» **Task directions**
Pull every line from the listing below and reproduce each one unchanged.

» **Exercise material**
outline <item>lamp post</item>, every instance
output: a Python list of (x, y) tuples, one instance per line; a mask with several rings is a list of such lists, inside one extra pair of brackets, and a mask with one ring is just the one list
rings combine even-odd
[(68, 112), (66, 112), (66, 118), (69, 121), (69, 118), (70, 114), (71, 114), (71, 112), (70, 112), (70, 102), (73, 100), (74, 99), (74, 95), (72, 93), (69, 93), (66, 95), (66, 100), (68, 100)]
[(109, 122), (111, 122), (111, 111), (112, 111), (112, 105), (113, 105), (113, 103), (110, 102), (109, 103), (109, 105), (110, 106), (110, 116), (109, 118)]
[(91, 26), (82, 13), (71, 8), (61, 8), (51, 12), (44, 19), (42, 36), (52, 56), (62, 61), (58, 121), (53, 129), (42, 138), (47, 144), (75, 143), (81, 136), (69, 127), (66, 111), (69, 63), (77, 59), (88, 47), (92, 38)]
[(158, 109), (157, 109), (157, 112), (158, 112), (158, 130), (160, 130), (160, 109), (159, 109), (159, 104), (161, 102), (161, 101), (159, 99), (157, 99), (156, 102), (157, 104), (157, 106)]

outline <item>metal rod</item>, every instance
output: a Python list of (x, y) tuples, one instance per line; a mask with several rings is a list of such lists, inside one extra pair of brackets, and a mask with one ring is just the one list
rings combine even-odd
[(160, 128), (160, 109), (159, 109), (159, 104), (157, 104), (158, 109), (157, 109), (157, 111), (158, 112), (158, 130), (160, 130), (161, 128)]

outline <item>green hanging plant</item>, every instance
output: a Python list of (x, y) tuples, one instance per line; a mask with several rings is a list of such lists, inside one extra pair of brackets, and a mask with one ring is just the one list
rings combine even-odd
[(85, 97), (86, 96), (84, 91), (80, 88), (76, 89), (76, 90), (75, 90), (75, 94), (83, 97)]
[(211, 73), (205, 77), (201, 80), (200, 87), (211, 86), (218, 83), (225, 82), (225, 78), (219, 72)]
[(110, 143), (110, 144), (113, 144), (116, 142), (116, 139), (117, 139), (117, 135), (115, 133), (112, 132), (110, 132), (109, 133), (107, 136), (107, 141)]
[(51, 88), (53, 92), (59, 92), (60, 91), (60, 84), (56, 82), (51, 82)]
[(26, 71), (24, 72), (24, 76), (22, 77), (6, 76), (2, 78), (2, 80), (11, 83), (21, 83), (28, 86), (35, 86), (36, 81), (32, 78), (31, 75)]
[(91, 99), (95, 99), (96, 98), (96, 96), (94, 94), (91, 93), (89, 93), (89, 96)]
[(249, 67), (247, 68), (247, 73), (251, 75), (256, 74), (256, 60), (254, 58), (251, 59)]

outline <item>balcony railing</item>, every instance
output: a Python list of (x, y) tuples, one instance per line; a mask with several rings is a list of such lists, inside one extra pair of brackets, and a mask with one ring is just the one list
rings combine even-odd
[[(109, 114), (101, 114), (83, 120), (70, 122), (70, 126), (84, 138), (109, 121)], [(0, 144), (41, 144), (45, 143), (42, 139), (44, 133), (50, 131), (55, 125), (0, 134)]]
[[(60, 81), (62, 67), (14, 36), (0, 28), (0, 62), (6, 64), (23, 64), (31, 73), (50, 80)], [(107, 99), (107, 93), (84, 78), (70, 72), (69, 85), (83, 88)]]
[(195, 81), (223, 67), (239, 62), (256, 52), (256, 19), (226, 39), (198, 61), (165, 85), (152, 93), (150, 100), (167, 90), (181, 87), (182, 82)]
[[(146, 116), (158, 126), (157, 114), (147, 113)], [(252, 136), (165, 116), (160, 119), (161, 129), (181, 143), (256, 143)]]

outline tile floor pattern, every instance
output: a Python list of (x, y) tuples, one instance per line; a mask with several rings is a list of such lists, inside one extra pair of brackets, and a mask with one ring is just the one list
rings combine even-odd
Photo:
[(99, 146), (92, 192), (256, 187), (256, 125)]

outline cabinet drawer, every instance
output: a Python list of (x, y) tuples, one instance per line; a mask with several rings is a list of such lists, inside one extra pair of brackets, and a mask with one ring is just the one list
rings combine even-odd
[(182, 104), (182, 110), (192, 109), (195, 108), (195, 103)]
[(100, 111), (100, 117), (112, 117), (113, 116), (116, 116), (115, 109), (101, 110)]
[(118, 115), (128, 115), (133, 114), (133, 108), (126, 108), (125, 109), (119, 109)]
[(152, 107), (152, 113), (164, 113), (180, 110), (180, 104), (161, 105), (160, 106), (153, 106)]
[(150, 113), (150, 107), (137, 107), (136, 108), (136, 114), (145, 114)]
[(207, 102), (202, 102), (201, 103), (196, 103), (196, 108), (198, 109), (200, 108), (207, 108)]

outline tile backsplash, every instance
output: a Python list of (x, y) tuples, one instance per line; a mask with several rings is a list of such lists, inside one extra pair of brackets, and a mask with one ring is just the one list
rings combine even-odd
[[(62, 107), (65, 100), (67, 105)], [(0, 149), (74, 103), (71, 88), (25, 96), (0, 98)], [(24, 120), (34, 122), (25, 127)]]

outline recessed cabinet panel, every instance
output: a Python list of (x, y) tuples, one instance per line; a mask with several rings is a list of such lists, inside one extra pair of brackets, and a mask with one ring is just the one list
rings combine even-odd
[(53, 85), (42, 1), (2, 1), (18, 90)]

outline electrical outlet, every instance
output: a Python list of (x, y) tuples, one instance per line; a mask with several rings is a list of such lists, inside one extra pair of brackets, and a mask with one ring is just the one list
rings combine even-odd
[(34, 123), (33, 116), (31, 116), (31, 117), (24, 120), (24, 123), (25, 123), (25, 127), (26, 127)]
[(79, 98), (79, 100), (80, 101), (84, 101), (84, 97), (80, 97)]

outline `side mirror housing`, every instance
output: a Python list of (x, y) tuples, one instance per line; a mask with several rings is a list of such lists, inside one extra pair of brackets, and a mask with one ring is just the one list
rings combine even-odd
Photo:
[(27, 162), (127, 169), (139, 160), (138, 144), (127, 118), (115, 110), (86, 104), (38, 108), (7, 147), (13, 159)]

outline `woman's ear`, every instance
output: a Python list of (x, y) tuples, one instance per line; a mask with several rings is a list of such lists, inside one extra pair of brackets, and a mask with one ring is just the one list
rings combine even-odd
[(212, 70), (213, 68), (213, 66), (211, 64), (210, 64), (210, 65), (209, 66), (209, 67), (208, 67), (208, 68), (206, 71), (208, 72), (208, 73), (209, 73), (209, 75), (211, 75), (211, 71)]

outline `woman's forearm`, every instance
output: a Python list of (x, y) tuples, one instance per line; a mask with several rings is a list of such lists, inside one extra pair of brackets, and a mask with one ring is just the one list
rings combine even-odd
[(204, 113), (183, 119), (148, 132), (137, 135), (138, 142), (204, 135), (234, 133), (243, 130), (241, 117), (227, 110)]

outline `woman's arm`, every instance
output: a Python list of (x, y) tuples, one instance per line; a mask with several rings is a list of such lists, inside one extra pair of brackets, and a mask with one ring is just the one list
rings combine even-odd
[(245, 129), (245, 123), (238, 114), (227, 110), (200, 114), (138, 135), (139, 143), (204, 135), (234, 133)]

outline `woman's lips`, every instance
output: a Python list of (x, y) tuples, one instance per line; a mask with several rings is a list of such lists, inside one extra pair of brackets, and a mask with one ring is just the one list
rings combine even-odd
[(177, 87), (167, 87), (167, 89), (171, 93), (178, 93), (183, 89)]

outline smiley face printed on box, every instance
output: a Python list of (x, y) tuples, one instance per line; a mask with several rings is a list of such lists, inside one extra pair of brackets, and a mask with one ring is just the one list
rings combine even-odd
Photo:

» **Answer below**
outline <item>lamp post</item>, every instance
output: a Python list of (x, y) tuples, one instance per line; a mask with several rings is a list of such lists, inside one extra pair of brackets, and a mask with one ring is just the one list
rings combine even-odd
[(68, 112), (66, 112), (66, 118), (69, 121), (69, 118), (70, 114), (71, 114), (71, 112), (70, 112), (70, 102), (73, 100), (74, 99), (74, 95), (72, 93), (69, 93), (66, 95), (66, 100), (68, 100)]
[(109, 122), (111, 122), (111, 111), (112, 111), (112, 105), (113, 105), (113, 103), (110, 102), (109, 103), (109, 105), (110, 106), (110, 116), (109, 118)]
[(91, 26), (82, 13), (71, 8), (61, 8), (51, 12), (44, 19), (42, 36), (52, 56), (62, 61), (58, 121), (53, 129), (42, 138), (47, 144), (75, 143), (81, 136), (69, 127), (66, 111), (69, 63), (77, 59), (88, 47), (92, 38)]
[(158, 109), (157, 109), (157, 112), (158, 112), (158, 130), (160, 130), (160, 109), (159, 109), (159, 104), (161, 102), (161, 101), (159, 99), (157, 99), (156, 102), (157, 104), (157, 106)]

outline <item>metal rod</item>, every instance
output: a Python list of (x, y) tuples, one instance per line; a mask with several rings is a list of such lists, inside one extra pair of brackets, and a mask with one ring is just the one list
rings combine even-odd
[(160, 128), (160, 109), (159, 109), (159, 104), (157, 104), (158, 109), (157, 109), (157, 111), (158, 112), (158, 130), (160, 130), (161, 128)]

outline <item>green hanging plant</item>, every instance
output: a Python list of (x, y) tuples, one instance per line; a mask with several rings is a list of such lists, inside one extra pair of brackets, and a mask with one ring is just the one list
rings combine even-odd
[(85, 97), (86, 96), (84, 91), (80, 88), (76, 89), (76, 90), (75, 90), (75, 94), (83, 97)]
[(211, 73), (205, 77), (201, 80), (200, 87), (211, 86), (218, 83), (225, 82), (225, 78), (219, 72)]
[(110, 143), (110, 144), (113, 144), (116, 142), (116, 139), (117, 139), (117, 135), (115, 133), (112, 132), (110, 132), (109, 133), (107, 136), (107, 141)]
[(51, 88), (53, 92), (59, 92), (60, 91), (60, 84), (56, 82), (51, 82)]
[(26, 71), (24, 72), (24, 76), (22, 77), (6, 76), (2, 78), (2, 80), (11, 83), (21, 83), (28, 86), (35, 86), (36, 81), (32, 78), (31, 75)]
[(91, 99), (95, 99), (96, 98), (96, 96), (94, 94), (91, 93), (89, 93), (89, 96)]
[(249, 67), (247, 68), (247, 73), (251, 75), (256, 74), (256, 60), (254, 58), (251, 59)]

outline <item>balcony railing</item>, every instance
output: a Python list of (x, y) tuples, one instance per line; a mask with several rings is a list of such lists, inside one extra pair of brackets, and a mask with one ring is just the one list
rings combine even-odd
[[(109, 114), (101, 114), (83, 120), (70, 122), (70, 126), (84, 138), (109, 121)], [(0, 144), (41, 144), (45, 143), (42, 139), (44, 133), (50, 131), (55, 125), (0, 134)]]
[[(60, 81), (62, 67), (14, 36), (0, 28), (0, 62), (6, 64), (23, 64), (31, 73), (50, 80)], [(107, 99), (107, 93), (84, 78), (70, 72), (69, 85), (83, 88)]]
[(195, 81), (223, 67), (239, 62), (256, 52), (256, 19), (226, 39), (198, 61), (165, 85), (152, 93), (150, 100), (167, 90), (181, 87), (182, 82)]
[[(146, 116), (158, 126), (157, 114), (147, 113)], [(252, 136), (165, 116), (160, 119), (161, 129), (181, 143), (256, 143)]]

outline tile floor pattern, every instance
output: a Python list of (x, y) tuples, one instance per line; a mask with several rings is a list of such lists, inside one extra pair of brackets, and a mask with one ring is just the one list
rings combine even-odd
Photo:
[(99, 146), (92, 192), (256, 187), (256, 125)]

outline cabinet drawer, every instance
output: a Python list of (x, y) tuples, one instance per line; a mask with several rings is a list of such lists, inside one extra pair of brackets, and a mask with one ring is just the one list
rings combine even-odd
[(182, 104), (182, 110), (192, 109), (195, 108), (195, 103)]
[(100, 111), (100, 117), (112, 117), (113, 116), (116, 116), (115, 109), (101, 110)]
[(118, 115), (128, 115), (133, 114), (133, 108), (126, 108), (125, 109), (119, 109)]
[(152, 107), (152, 113), (164, 113), (180, 110), (180, 104), (161, 105), (160, 106), (153, 106)]
[(150, 113), (150, 107), (137, 107), (136, 108), (136, 114), (145, 114)]
[(207, 102), (202, 102), (201, 103), (196, 103), (196, 108), (198, 109), (200, 108), (207, 108)]

outline tile backsplash, every instance
output: a Python list of (x, y) tuples, one instance per line; a mask with several rings is a list of such lists, inside one extra pair of brackets, and a mask with one ring is just the one list
rings combine even-odd
[[(62, 107), (65, 100), (67, 105)], [(0, 149), (74, 103), (71, 88), (25, 96), (0, 98)], [(24, 120), (34, 122), (25, 127)]]

outline recessed cabinet panel, every instance
output: a Python list of (x, y) tuples, one instance per line; a mask with several rings is a list of such lists, inside one extra pair of brackets, and a mask with one ring is just the one list
rings combine even-odd
[(53, 85), (42, 1), (2, 1), (18, 90)]

outline electrical outlet, every instance
output: a Python list of (x, y) tuples, one instance per line; a mask with several rings is a list of such lists, inside one extra pair of brackets, and a mask with one ring is just the one list
rings combine even-odd
[(34, 123), (33, 116), (31, 116), (31, 117), (24, 120), (24, 123), (25, 123), (25, 127), (26, 127)]
[(79, 98), (79, 100), (80, 101), (84, 101), (84, 97), (80, 97)]

outline `side mirror housing`, every instance
output: a Python list of (x, y) tuples, one instance per line; a mask with several rings is a list of such lists, inside one extra pair of brackets, and a mask with one ring is just the one list
rings combine even-odd
Photo:
[(27, 162), (127, 169), (139, 160), (138, 144), (127, 118), (115, 110), (86, 104), (38, 108), (7, 147), (13, 159)]

outline `woman's ear`, every instance
output: a Python list of (x, y) tuples, one instance per line; a mask with several rings is a list of such lists, inside one extra pair of brackets, and a mask with one ring is just the one list
rings combine even-odd
[(212, 70), (213, 68), (213, 66), (211, 64), (210, 64), (210, 65), (209, 66), (209, 67), (208, 67), (208, 68), (206, 71), (208, 72), (208, 73), (209, 73), (209, 75), (211, 75), (211, 71)]

outline `woman's forearm`, every instance
output: a Python list of (x, y) tuples, one instance per line; a mask with several rings is a list of such lists, inside one extra pair of brackets, and a mask with one ring is just the one list
rings combine even-odd
[(204, 113), (183, 119), (148, 132), (137, 135), (138, 142), (204, 135), (234, 133), (243, 130), (241, 117), (227, 110)]

outline `woman's arm`, every instance
output: a Python list of (x, y) tuples, one instance per line; a mask with several rings is a list of such lists, inside one extra pair of brackets, and a mask with one ring is just the one list
rings combine even-odd
[(245, 129), (245, 123), (238, 114), (227, 110), (200, 114), (138, 135), (139, 143), (204, 135), (234, 133)]

outline `woman's lips`, every instance
output: a Python list of (x, y) tuples, one instance per line; a mask with several rings is a list of such lists, inside one extra pair of brackets, and a mask with one ring is just the one list
rings combine even-odd
[(177, 87), (167, 87), (167, 89), (171, 93), (178, 93), (183, 89)]

outline smiley face printed on box, every instance
output: a Python list of (x, y) tuples, one instance per line; a mask with several rings is a list of such lists, inside one extra pair of brackets, and a mask with one ring is just the one list
rings combine even-odd
Photo:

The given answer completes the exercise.